* QUOTED PASSAGE *
# # # # # # #

It wasn't as bad as 2012 some of the kids on my team were saying. But being my first year, it was super dry and bumpy as all hell.. A FS would of been nice for the race.


----------



## HSracer (Jun 30, 2013)

Grahamlynn1 said:


> It wasn't as bad as 2012 some of the kids on my team were saying. But being my first year, it was super dry and bumpy as all hell.. A FS would of been nice for the race.


The problem with Stafford is that it isn't normally open to mountain bikes. They literally just opened it for Championships. Thats why it felt like they took a weed whacker, did a half-a** weed whacking job, and called it a trail; thats exactly what they did. I learned this all from a chick at a local bike shop who rides for Navado. That course sucked even on a FS.


----------



## Prof Polymath (Nov 10, 2013)

I ride a 26er and I do fine when I'm not getting flats which was 40% of the races but most guys are riding 29ers and a few guys that have A LOT money ride 650B, I would probably ride a 650B but they are too new for people to be selling them for a good deal used


----------



## DiRt DeViL (Dec 24, 2003)

My kid stole my first 29er so to answer your question, yes he'll be racing a 29er.


----------



## mr_chrome (Jan 17, 2005)

- as a possible new coach for GA, I find this conversation necessary to see what my kids will be up against......most around here will use whatever they already have or what their parents can afford, but the best equipped will definitely have an advantage over heavier / older technology.......CF HT's? - wow, even I can't afford that......


----------



## MTB Dad (Sep 22, 2012)

@mr_chrome-it all depends on the courses. 29's do so well here because the courses tend to be geared for all levels of riders, ie they are not technical, so 29's are usually the best choice. I would not be hung up on a CF frame as I've seen many do just as well on AL frames. 
Having the bike set up right for the particular rider both fit wise and mechanically is what I focused on. I couldn't afford 5k and up for a bike and I don't think a CF frame would have won my son any races. Plus if your racer is serious you will be replacing stuff continually. Rather then big $$$ on a single bike I think having better components and a 2nd set of race wheels is a better investment. A solid training program and racing as much as possible are the keys to seeing good results.


----------



## idea man (Oct 24, 2012)

MTB Dad said:


> .... Plus if your racer is serious you will be replacing stuff continually.....A solid training program and racing as much as possible are the keys to seeing good results.


Continually replacing stuff is right. It is just a fact. Get something decent but don't fall in love with it because you just need something that works. The top end riders in so cal ride some pretty top end bikes. But you see top end bikes down through the ranks as well.


----------



## Berkeley Mike (Jan 13, 2004)

Lots of folks overthink this in terms of ultimate performance. The racer-heads don't like to hear this but his kind of competition is about a quality experience, not podiums. 85% will never get to the podium. So quality, reliability, maintenance support and fit come first.


----------



## sean1214 (Apr 3, 2014)

MTB Dad said:


> @mr_chrome-it all depends on the courses. 29's do so well here because the courses tend to be geared for all levels of riders, ie they are not technical, so 29's are usually the best choice. I would not be hung up on a CF frame as I've seen many do just as well on AL frames.] Plus if your racer is serious you will be replacing stuff continually. Rather then big $$$ on a single bike I think having better components and a 2nd set of race wheels is a better investment.

# # # # # # #

* JOB 1 *
Print the listing's lines without any changes, starting at the line that contains "spot: field horizon => coords" and ending at the last line of the listing.

* EXTRACTED ENTRIES *

# # # # # # #

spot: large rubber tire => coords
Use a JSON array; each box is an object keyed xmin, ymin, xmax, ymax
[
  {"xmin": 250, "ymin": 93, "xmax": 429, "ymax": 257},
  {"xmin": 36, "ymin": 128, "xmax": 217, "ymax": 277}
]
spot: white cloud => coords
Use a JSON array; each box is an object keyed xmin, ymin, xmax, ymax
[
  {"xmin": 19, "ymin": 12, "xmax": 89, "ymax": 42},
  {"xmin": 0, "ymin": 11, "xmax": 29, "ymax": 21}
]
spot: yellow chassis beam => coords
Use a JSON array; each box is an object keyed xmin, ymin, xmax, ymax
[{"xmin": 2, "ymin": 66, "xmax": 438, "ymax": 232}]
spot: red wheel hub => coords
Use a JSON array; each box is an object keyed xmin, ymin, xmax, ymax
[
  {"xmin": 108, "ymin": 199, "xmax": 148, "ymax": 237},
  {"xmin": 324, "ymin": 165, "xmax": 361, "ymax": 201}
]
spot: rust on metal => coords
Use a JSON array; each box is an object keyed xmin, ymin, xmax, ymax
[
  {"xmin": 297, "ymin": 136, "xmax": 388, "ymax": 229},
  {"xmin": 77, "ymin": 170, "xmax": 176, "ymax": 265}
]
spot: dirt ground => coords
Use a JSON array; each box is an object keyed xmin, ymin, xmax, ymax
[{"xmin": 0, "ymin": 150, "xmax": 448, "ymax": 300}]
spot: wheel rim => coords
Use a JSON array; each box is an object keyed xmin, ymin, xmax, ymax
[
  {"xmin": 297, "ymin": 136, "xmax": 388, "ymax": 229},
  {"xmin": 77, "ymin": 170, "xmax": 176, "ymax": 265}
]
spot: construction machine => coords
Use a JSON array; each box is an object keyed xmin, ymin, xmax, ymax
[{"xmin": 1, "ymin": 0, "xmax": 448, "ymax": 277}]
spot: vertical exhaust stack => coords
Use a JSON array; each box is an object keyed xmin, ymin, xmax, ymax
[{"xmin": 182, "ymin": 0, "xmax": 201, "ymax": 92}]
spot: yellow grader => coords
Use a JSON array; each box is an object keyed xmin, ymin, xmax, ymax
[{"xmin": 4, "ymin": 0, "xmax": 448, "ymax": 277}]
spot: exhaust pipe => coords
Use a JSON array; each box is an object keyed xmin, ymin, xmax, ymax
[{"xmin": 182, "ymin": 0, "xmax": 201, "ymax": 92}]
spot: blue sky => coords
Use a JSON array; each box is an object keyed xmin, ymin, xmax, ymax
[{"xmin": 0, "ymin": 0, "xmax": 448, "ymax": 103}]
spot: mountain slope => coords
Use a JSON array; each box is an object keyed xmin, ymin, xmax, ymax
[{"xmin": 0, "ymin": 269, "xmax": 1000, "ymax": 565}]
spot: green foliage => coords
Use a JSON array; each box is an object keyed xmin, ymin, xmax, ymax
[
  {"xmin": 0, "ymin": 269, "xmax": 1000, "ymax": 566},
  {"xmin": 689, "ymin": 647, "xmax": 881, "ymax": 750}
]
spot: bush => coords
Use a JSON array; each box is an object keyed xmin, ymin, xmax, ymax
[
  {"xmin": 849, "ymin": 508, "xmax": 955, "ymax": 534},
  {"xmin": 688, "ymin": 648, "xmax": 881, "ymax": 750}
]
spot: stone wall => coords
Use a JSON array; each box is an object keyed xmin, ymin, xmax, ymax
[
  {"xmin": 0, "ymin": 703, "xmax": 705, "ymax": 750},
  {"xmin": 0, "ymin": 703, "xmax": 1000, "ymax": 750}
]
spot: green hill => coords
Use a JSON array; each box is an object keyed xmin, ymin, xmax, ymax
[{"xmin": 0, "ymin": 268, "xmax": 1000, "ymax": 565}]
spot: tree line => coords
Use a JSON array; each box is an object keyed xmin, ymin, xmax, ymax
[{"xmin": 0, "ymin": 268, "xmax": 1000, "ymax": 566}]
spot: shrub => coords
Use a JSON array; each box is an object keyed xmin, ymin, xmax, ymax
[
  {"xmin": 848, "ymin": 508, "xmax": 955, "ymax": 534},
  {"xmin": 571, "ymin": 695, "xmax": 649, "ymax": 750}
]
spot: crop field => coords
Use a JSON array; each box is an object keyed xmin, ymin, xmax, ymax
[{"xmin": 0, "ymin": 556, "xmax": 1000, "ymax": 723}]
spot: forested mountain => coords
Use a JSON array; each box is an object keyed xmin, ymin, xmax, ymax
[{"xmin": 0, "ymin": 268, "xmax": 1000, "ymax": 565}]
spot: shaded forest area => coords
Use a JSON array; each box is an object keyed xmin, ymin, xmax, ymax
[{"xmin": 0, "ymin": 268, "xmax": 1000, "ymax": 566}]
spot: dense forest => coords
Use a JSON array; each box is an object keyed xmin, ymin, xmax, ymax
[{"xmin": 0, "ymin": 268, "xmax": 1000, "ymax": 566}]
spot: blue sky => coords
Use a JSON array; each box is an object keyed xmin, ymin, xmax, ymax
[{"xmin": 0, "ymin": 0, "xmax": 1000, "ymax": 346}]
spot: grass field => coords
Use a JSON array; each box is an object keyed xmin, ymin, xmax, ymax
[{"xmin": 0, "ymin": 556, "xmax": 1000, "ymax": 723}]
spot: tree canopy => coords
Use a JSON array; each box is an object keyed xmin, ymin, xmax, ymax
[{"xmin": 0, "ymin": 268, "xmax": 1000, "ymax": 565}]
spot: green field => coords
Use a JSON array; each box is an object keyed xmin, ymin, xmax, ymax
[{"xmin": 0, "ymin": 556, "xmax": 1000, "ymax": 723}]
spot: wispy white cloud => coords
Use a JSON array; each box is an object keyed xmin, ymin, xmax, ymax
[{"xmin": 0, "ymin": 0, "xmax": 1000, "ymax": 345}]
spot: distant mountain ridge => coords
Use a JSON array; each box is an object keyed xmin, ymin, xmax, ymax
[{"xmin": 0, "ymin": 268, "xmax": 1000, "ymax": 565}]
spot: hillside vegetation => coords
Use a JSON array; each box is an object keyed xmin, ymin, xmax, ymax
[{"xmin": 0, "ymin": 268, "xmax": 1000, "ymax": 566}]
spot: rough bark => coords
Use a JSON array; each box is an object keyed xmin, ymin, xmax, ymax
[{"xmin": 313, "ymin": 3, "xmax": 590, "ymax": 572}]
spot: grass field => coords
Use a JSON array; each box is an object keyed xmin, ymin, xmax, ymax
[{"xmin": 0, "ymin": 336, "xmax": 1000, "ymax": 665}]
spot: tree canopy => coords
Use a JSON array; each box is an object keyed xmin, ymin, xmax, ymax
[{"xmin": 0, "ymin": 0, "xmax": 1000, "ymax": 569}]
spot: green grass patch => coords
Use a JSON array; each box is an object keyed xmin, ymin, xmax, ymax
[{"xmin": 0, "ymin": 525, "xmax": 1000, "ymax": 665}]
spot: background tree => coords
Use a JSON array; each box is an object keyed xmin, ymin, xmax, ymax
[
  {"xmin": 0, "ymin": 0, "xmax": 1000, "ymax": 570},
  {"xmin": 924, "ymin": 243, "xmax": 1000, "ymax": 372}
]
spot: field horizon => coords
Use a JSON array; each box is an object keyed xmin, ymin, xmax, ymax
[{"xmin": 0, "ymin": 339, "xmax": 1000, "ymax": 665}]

# # # # # # #

* JOB 2 *
In the forum thread about bikes for youth mountain bike racing, what does MTB Dad consider a better investment than spending big money on a single bike?

* COMPLETE ANSWER 1 *
spot: field horizon => coords
Use a JSON array; each box is an object keyed xmin, ymin, xmax, ymax
[{"xmin": 0, "ymin": 339, "xmax": 1000, "ymax": 665}]

* COMPLETE ANSWER 2 *
Better components and a second set of race wheels.